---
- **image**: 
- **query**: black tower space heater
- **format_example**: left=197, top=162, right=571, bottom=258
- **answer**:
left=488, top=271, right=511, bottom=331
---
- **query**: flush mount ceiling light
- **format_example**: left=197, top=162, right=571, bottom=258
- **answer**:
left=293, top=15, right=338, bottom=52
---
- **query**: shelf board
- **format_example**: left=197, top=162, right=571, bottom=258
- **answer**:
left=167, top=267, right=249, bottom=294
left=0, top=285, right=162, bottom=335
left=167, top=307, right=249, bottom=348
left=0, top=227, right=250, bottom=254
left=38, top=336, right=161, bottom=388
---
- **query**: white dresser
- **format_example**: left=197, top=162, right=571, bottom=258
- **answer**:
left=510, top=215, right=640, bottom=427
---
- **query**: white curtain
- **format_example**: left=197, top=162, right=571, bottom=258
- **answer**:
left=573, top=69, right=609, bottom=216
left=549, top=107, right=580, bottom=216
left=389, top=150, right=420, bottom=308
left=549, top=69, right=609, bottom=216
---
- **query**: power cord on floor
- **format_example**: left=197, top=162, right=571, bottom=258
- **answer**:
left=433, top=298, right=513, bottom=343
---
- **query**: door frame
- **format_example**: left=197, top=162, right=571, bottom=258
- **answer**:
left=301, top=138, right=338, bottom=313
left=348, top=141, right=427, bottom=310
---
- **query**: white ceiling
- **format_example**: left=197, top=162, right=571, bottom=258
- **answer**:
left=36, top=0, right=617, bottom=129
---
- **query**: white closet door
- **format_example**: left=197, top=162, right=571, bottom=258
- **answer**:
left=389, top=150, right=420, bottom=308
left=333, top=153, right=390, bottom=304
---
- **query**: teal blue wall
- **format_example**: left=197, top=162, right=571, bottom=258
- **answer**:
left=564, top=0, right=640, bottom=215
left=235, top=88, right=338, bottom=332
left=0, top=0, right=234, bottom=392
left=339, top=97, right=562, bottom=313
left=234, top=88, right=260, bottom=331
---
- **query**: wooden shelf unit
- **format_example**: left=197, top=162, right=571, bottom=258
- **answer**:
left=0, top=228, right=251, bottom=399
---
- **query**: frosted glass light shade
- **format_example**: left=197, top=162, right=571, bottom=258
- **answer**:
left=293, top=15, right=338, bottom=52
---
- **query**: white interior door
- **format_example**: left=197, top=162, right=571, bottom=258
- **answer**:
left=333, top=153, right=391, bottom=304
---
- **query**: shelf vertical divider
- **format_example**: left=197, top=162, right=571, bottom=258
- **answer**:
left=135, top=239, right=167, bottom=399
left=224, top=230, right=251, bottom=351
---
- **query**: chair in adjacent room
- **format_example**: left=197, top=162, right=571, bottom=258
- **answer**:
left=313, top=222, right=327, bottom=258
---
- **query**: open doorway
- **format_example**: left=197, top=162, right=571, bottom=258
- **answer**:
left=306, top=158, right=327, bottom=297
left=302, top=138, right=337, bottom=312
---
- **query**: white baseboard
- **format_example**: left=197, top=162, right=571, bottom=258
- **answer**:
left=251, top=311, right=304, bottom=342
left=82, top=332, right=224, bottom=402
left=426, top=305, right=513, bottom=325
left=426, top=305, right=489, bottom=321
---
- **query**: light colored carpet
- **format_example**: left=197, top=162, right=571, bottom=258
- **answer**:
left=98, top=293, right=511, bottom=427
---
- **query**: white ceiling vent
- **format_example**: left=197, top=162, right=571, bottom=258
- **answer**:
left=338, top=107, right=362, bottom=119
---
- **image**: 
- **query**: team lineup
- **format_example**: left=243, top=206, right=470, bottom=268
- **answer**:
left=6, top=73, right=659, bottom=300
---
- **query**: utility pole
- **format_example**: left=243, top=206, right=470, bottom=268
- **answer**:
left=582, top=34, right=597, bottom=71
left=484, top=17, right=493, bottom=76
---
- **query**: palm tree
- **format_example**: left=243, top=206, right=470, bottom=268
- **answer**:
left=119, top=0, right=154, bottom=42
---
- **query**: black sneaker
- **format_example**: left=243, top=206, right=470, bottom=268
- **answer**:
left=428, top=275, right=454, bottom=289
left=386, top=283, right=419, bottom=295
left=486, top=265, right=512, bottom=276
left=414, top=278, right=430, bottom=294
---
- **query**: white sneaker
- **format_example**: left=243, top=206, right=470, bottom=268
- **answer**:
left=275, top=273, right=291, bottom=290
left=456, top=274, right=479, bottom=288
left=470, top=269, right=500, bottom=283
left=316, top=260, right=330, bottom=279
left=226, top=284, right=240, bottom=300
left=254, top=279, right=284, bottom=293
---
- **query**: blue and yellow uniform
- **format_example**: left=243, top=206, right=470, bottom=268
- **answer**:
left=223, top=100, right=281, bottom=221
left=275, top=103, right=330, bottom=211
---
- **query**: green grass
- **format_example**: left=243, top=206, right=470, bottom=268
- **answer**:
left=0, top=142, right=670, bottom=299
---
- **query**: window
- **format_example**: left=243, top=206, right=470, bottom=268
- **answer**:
····················
### Task description
Return every line of the data above that contains the string "white". Matches are case-sensitive.

### Worked answer
- **query**: white dresser
- **query**: white curtain
- **query**: white ceiling
- **query**: white closet door
- **query**: white interior door
- **query**: white baseboard
- **query**: white ceiling vent
- **query**: white sneaker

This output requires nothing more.